Only one stretch of the data below is wanted: the lines starting at the one with "Target: yellow safety" and ending at the one with "If you could indicate the blue jeans", both included, given again exactly.

__Records provided__:
+---+

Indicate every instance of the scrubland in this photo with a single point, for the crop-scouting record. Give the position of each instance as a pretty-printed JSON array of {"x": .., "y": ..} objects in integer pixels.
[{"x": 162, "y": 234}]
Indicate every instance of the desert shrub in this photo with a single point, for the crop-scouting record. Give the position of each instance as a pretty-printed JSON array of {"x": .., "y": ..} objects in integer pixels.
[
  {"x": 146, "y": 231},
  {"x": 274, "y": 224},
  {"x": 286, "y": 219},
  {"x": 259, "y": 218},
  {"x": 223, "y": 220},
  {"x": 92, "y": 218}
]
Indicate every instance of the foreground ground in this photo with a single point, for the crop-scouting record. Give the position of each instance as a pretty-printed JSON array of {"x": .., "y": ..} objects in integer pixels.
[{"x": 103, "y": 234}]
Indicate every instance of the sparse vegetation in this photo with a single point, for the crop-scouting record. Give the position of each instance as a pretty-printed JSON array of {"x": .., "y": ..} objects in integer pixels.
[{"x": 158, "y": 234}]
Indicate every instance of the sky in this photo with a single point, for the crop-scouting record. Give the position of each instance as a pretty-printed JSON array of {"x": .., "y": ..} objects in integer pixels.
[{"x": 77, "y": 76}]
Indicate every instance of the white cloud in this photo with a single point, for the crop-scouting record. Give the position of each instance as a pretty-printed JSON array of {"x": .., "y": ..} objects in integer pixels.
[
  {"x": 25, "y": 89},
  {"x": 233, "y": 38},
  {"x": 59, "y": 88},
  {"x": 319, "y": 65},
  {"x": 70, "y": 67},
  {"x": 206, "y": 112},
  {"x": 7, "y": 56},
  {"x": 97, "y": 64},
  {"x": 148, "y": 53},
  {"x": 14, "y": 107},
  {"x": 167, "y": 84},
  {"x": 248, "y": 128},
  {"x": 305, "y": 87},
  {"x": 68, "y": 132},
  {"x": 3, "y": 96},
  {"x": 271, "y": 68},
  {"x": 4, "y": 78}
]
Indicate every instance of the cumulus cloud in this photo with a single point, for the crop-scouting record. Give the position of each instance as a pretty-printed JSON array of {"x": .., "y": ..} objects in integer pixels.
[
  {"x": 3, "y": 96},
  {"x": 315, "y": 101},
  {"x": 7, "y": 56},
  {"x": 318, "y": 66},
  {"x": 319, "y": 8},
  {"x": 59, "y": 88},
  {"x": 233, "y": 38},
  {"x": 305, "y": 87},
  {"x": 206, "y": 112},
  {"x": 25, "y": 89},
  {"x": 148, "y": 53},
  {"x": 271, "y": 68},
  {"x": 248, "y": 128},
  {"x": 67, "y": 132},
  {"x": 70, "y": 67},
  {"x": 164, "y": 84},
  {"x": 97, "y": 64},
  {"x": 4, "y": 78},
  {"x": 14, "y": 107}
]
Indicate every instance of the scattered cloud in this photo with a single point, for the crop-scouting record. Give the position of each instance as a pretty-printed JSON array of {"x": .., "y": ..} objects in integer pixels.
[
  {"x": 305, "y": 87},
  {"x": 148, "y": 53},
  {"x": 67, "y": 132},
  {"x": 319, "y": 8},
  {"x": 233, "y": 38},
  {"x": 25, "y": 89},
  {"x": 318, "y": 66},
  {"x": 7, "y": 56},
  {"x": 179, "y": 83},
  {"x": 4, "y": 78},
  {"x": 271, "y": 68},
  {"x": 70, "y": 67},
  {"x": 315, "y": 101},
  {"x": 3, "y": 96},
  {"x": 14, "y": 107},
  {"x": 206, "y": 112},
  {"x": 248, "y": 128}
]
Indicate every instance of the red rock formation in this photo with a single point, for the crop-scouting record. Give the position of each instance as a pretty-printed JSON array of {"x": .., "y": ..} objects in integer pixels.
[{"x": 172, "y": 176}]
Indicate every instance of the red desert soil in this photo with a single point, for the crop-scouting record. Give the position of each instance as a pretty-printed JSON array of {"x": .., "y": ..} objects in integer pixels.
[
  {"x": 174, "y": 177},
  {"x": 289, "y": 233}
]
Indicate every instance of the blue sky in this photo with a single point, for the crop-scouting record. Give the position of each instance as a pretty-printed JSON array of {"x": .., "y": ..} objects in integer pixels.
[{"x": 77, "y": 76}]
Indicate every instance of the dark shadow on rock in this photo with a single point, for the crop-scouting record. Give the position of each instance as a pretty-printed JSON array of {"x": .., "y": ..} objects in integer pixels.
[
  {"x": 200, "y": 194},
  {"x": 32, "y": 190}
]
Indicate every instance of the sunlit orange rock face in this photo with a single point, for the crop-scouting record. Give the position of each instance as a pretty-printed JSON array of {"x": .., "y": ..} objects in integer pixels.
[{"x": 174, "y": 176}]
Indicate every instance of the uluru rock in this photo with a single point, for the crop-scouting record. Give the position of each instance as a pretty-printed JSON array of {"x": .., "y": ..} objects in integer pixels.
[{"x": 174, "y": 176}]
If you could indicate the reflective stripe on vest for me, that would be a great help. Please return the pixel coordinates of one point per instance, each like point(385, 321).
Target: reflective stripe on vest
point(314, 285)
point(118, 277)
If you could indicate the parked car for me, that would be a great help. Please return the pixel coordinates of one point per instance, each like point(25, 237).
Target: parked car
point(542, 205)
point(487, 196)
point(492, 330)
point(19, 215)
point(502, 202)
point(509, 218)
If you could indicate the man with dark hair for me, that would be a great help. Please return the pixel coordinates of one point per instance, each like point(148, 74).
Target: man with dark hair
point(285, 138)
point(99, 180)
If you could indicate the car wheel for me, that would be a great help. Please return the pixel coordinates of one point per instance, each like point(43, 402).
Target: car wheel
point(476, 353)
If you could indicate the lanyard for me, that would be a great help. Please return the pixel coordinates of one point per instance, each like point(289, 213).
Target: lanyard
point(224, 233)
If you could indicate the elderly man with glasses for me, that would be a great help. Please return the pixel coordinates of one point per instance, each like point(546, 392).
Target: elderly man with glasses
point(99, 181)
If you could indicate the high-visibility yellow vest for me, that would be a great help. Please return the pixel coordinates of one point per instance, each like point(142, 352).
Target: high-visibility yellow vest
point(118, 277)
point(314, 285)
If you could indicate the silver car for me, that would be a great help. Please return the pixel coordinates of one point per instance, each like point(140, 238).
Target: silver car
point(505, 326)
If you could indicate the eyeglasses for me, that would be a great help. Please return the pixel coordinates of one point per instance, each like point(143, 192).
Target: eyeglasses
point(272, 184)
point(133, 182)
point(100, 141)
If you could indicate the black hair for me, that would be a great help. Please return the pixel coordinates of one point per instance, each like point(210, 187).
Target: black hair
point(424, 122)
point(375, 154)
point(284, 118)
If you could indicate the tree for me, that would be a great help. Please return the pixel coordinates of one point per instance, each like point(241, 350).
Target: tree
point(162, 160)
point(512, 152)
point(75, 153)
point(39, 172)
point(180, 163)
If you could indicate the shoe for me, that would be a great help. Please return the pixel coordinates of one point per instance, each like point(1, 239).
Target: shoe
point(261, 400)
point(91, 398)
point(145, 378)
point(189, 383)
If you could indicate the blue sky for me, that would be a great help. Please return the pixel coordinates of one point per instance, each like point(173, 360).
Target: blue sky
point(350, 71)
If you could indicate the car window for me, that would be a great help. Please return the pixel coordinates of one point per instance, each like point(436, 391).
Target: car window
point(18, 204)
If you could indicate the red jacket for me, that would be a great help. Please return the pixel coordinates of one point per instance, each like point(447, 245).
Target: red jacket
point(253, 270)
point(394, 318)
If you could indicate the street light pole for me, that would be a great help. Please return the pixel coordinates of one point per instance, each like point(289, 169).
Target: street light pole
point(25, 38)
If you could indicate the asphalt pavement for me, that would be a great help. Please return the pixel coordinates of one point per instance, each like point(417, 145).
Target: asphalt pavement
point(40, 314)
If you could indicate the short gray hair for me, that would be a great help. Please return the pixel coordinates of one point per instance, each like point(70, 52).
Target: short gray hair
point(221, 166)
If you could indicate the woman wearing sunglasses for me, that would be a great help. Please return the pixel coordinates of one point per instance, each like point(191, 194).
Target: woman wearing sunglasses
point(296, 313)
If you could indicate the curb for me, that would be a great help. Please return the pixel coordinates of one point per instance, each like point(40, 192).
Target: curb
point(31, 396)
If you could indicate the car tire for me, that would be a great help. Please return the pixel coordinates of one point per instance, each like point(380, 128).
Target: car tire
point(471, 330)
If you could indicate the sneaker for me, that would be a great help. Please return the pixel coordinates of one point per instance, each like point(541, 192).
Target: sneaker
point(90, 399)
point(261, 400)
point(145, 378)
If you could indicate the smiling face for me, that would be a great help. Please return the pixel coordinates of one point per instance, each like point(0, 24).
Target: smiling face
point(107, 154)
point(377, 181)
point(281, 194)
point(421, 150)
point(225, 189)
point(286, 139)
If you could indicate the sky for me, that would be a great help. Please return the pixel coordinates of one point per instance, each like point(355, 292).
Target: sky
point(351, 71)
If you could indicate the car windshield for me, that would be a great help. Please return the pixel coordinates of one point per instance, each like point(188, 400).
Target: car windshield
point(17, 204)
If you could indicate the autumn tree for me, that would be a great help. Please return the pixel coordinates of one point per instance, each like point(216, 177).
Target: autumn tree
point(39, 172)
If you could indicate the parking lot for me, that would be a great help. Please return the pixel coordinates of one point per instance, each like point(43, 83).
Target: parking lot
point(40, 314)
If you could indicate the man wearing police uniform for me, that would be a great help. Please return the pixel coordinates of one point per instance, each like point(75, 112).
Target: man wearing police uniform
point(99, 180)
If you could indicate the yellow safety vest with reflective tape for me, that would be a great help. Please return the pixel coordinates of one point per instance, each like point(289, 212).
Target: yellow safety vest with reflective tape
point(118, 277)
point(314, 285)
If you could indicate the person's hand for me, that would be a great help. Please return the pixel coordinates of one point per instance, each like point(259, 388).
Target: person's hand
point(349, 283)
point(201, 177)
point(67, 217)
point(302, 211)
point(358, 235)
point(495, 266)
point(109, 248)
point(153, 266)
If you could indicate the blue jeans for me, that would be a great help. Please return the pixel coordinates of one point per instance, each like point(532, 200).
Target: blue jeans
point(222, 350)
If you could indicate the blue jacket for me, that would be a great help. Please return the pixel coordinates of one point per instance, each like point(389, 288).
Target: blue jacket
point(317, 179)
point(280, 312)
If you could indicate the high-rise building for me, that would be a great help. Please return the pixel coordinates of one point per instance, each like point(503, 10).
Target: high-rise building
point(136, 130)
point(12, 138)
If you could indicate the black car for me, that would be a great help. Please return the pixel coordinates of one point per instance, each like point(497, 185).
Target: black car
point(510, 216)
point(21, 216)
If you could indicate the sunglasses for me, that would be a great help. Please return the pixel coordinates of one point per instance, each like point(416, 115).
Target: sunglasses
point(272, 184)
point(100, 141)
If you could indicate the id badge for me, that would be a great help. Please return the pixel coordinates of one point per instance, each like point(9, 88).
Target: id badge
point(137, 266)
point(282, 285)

+---+

__Your response__:
Target: yellow safety vest with reflective tape
point(118, 277)
point(314, 285)
If you could indicate the person's hand for me, that would be a great help. Please return the pixel coordinates of one point per instance, each like point(259, 388).
Target: person's hand
point(349, 283)
point(201, 177)
point(67, 217)
point(302, 211)
point(358, 235)
point(495, 266)
point(109, 248)
point(153, 266)
If you could indicate the blue jeans for me, that would be a great help. Please return the pixel coordinates of one point per instance, each like point(532, 200).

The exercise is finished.